How to complete this task
Your reply should be made up of every line in the records below that holds the string "umbrella".

Data for review
------------------------------------------------

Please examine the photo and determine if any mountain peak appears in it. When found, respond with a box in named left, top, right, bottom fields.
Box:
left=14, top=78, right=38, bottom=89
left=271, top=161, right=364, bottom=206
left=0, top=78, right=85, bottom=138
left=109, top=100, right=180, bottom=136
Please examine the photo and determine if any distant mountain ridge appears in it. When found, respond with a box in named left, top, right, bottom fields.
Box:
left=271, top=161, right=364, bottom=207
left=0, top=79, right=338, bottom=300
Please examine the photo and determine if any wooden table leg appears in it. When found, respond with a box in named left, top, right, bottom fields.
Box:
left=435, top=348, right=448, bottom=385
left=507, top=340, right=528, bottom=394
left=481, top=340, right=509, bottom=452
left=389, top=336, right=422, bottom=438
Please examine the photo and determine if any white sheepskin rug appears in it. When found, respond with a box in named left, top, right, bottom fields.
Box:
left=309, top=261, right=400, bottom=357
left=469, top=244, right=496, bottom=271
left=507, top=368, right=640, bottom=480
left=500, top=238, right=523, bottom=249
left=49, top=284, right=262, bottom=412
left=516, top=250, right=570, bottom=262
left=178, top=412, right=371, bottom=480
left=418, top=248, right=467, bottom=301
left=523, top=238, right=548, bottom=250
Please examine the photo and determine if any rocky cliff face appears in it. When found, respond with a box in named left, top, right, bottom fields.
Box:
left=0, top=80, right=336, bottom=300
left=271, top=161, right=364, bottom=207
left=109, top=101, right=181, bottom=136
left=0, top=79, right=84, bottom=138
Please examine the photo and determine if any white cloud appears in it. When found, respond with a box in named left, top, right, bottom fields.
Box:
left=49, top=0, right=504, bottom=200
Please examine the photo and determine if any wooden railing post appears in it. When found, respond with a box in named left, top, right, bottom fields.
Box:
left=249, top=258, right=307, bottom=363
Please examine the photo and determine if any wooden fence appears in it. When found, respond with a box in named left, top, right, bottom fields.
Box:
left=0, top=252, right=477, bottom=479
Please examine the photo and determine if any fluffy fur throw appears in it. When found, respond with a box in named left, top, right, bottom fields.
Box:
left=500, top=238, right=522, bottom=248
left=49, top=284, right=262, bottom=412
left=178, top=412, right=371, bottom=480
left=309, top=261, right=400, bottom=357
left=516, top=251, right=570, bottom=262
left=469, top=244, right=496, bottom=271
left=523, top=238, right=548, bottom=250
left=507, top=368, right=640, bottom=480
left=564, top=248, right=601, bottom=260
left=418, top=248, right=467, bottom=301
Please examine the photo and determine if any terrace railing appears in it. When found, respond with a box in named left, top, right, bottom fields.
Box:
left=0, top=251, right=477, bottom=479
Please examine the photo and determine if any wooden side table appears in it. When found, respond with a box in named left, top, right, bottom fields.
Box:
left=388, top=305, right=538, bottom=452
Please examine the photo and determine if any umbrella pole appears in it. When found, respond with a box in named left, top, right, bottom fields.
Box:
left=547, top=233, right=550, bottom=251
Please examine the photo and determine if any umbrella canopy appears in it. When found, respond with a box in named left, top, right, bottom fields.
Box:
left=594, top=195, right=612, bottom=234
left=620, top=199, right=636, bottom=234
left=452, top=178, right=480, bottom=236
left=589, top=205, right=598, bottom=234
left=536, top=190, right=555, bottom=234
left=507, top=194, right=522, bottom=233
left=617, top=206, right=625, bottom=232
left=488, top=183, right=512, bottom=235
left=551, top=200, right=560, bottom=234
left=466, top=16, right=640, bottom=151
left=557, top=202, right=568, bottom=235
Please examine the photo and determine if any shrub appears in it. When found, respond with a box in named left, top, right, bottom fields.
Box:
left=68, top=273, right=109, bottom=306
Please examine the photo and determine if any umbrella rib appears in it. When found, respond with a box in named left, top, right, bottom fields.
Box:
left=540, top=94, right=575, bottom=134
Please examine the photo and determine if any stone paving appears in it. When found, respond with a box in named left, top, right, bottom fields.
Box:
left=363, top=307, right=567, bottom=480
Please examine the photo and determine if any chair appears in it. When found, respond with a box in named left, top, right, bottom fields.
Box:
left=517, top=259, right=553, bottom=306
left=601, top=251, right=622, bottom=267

------------------------------------------------

Written reply
Please examine the photo and determine if any umbrella pole appears in it. When found, respond with a box in named left, top, right, bottom fields.
Please examine the photo and determine if any umbrella canopy appears in it. When found, respond with a box in named left, top, right, bottom fields.
Please examine the photo and determine if any umbrella rib appears in it. When found, respond with a box in named left, top, right, bottom fields.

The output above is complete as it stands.